PASSAGE FOR REVIEW:
== Segment start ==

Some might ask, “recycle my cellphone where?” Others might wonder why they need to recycle their old cellphones when they purchase a newer model. Many phone companies don’t encourage their customers to recycle their old mobile phone after purchasing a newer model.
A new study, published in the International Journal of Life Cycle Assessment, reveals that the constant cycle of mobile phone upgrades seriously affects the environment.
Devices discarded or not recycled by the owner affect the metals used as part of the manufacturing process. Metals such as gold, copper and zinc also remain unused when they are not recycled back to manufacturing of other mobile phone devices. Making new cellphones to replace the older ones is carbon-intensive.
Almost all of the materials used to manufacture cellphones may be recycled and used to make new products. Industries that use the metals from recycled cellphones include jewelry making, automotive manufacturing and electronics. Recovered plastics are recycled into plastic components for new electronic devices. Some of these recycled plastics are also used to make other plastic products that include garden furniture, plastic packaging and auto parts.
People may also ask, “why should I recycle my cellphone?” There are many environmental benefits to recycling or reusing cellphones. Recycling older mobile phones keeps reusable materials out of landfills, saves energy and conserves natural resources.
Cellphones contain a variety of precious metals, plastics and copper. Recycling or reusing these mobile phone devices conserves these valuable materials. Recycling older mobile phones prevents air and water pollution. Greenhouse gas emissions that occur during manufacturing are reduced.

== Segment end ==

WHAT IS REQUIRED: Copy the stretch of the cellphone recycling text from "A new study, published" through "ones is carbon-intensive." word for word.

MATERIAL PROVIDED:

== Segment start ==

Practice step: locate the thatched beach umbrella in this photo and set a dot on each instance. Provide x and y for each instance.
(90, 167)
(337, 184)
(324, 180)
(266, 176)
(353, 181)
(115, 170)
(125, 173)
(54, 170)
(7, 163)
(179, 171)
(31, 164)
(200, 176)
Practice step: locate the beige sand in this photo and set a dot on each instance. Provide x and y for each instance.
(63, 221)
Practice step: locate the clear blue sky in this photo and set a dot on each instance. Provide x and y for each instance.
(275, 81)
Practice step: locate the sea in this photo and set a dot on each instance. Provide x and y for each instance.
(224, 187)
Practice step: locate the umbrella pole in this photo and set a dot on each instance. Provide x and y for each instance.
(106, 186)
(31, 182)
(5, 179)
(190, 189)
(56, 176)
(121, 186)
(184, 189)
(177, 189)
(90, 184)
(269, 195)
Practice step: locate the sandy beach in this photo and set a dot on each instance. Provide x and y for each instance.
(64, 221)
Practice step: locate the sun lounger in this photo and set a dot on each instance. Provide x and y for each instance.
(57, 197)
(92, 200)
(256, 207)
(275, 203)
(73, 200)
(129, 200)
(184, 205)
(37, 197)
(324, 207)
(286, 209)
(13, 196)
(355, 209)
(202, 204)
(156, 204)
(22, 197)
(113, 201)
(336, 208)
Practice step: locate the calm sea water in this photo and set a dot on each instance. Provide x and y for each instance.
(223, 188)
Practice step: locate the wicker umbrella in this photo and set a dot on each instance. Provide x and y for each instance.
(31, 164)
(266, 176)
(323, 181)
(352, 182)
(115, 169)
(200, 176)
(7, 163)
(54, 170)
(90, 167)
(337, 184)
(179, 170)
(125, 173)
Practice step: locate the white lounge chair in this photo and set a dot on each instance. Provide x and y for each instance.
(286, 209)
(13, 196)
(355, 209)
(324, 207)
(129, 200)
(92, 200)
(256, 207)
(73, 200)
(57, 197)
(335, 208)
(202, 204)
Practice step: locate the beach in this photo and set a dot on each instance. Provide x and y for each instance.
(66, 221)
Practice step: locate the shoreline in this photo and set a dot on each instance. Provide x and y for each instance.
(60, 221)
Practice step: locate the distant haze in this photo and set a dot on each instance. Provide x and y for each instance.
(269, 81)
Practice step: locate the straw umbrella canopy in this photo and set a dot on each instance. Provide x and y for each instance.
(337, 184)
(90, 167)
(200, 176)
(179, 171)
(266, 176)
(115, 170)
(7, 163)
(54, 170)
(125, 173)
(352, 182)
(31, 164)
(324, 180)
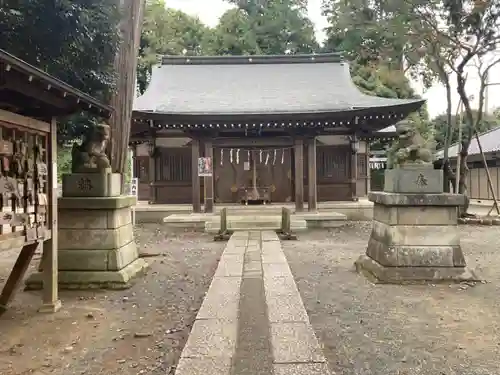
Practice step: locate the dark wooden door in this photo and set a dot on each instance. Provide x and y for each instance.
(233, 171)
(141, 171)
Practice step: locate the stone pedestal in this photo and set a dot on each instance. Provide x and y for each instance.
(96, 244)
(415, 235)
(91, 185)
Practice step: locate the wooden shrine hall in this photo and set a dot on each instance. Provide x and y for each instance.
(270, 129)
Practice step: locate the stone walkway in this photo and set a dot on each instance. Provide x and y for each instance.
(253, 320)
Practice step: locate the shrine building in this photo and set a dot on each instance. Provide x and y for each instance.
(274, 129)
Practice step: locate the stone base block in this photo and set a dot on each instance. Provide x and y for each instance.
(121, 279)
(91, 185)
(380, 274)
(415, 256)
(413, 180)
(97, 260)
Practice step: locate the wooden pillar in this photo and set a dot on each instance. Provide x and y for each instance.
(209, 180)
(152, 171)
(299, 174)
(50, 297)
(195, 179)
(312, 202)
(354, 143)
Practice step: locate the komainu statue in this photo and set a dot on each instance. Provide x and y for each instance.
(411, 147)
(90, 156)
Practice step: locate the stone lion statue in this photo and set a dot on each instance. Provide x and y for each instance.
(90, 156)
(411, 147)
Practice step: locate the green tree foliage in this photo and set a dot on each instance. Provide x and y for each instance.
(167, 32)
(264, 27)
(440, 124)
(74, 40)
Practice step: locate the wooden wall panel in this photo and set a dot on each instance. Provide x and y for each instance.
(333, 164)
(231, 177)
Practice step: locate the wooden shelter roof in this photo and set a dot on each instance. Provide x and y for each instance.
(29, 91)
(297, 89)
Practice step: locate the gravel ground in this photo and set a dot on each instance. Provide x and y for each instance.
(137, 331)
(371, 329)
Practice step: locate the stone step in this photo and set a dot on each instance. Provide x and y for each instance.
(262, 210)
(238, 223)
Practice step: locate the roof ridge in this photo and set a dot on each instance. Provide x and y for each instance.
(334, 57)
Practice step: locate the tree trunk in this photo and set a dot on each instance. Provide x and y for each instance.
(447, 172)
(462, 181)
(126, 73)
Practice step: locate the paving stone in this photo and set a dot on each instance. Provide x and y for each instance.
(204, 366)
(252, 266)
(232, 249)
(219, 306)
(286, 308)
(280, 285)
(227, 286)
(269, 236)
(302, 369)
(276, 269)
(211, 338)
(232, 257)
(229, 269)
(295, 342)
(277, 257)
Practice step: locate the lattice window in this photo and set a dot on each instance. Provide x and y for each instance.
(332, 163)
(362, 170)
(141, 168)
(176, 166)
(24, 173)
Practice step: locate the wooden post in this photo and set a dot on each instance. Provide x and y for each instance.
(22, 263)
(152, 171)
(209, 180)
(311, 175)
(299, 174)
(354, 167)
(50, 297)
(195, 179)
(125, 67)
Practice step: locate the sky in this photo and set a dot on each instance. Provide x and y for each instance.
(209, 11)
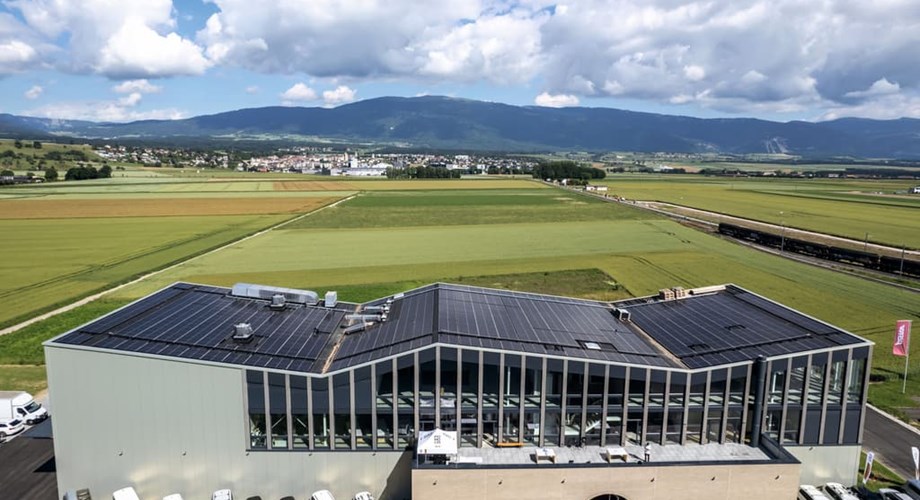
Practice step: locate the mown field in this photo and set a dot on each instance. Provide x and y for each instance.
(849, 208)
(396, 235)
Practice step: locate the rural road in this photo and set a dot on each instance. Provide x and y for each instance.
(790, 232)
(891, 441)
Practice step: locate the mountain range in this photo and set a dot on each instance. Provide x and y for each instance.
(451, 123)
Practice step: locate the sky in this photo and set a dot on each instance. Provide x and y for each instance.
(123, 60)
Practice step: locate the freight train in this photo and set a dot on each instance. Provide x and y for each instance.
(868, 260)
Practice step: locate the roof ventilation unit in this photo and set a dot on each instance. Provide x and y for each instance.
(307, 297)
(242, 333)
(278, 301)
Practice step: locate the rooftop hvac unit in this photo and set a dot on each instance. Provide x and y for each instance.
(277, 301)
(307, 297)
(242, 333)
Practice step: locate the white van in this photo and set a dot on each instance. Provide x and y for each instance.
(222, 495)
(10, 428)
(125, 494)
(809, 492)
(838, 492)
(322, 495)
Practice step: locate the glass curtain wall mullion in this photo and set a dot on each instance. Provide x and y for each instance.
(604, 422)
(257, 410)
(864, 393)
(543, 396)
(278, 408)
(300, 411)
(265, 390)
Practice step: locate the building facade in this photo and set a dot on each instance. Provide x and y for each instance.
(278, 397)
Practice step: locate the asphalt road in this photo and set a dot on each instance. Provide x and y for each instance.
(891, 442)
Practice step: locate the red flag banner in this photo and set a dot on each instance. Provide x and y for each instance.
(901, 338)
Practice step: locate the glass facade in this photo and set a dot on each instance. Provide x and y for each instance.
(493, 398)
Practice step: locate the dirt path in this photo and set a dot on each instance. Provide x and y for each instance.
(93, 297)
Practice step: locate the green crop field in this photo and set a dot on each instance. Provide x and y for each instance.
(849, 208)
(395, 235)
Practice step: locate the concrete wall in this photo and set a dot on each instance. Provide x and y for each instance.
(729, 482)
(175, 427)
(822, 464)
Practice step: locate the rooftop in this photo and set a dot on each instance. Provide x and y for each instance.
(701, 328)
(595, 455)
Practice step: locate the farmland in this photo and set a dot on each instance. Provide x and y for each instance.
(395, 235)
(849, 208)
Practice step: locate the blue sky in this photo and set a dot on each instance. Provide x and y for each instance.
(780, 59)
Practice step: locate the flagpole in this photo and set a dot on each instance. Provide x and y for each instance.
(906, 362)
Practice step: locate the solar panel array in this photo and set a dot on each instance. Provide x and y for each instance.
(496, 319)
(196, 322)
(731, 326)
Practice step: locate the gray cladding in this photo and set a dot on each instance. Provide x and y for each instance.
(710, 329)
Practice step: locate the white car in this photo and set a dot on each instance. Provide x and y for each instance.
(10, 428)
(838, 492)
(222, 495)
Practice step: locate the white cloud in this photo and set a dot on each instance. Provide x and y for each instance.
(142, 86)
(339, 95)
(694, 73)
(466, 40)
(878, 88)
(298, 93)
(102, 111)
(555, 100)
(34, 92)
(123, 39)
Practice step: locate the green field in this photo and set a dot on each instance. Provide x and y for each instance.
(849, 208)
(504, 234)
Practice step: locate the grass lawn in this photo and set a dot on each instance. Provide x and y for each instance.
(839, 207)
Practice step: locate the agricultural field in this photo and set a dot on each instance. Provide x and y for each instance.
(849, 208)
(391, 236)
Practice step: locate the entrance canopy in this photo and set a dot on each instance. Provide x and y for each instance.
(437, 442)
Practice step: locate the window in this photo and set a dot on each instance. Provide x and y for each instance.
(255, 392)
(277, 396)
(299, 412)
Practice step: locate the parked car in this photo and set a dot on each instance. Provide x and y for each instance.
(893, 494)
(839, 492)
(125, 494)
(21, 405)
(809, 492)
(10, 428)
(322, 495)
(222, 495)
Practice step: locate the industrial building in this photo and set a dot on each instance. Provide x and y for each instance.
(274, 392)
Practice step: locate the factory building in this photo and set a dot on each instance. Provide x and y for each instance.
(276, 392)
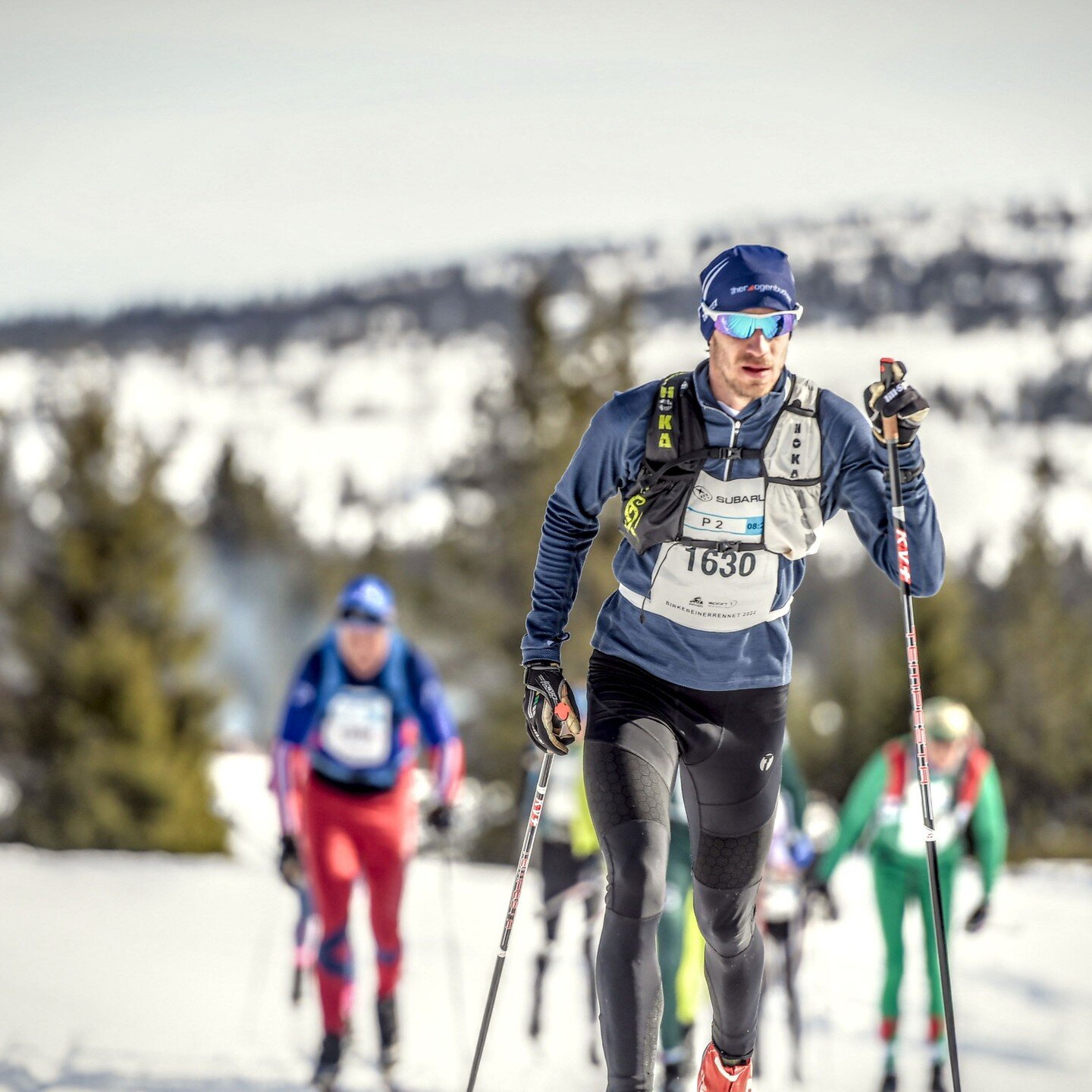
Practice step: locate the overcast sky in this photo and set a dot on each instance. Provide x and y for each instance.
(213, 149)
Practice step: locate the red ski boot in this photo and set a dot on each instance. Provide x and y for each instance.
(719, 1076)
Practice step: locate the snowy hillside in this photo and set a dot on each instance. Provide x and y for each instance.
(161, 974)
(350, 402)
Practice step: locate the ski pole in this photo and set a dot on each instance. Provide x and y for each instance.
(913, 669)
(453, 950)
(521, 871)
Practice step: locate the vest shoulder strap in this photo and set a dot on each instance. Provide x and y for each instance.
(676, 426)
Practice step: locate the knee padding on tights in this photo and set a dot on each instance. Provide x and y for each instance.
(637, 868)
(726, 863)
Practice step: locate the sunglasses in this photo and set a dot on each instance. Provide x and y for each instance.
(742, 325)
(359, 620)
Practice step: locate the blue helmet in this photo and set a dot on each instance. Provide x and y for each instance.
(367, 598)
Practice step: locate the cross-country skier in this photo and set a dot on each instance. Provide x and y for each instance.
(726, 475)
(360, 702)
(883, 805)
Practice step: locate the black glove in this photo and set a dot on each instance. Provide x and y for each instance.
(898, 400)
(439, 817)
(977, 920)
(823, 893)
(290, 866)
(548, 708)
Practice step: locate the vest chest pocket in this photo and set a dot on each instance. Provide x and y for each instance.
(359, 727)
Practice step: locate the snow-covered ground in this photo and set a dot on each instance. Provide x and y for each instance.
(164, 974)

== Segment end ==

WORKED SOLUTION:
A new study, published in the International Journal of Life Cycle Assessment, reveals that the constant cycle of mobile phone upgrades seriously affects the environment.
Devices discarded or not recycled by the owner affect the metals used as part of the manufacturing process. Metals such as gold, copper and zinc also remain unused when they are not recycled back to manufacturing of other mobile phone devices. Making new cellphones to replace the older ones is carbon-intensive.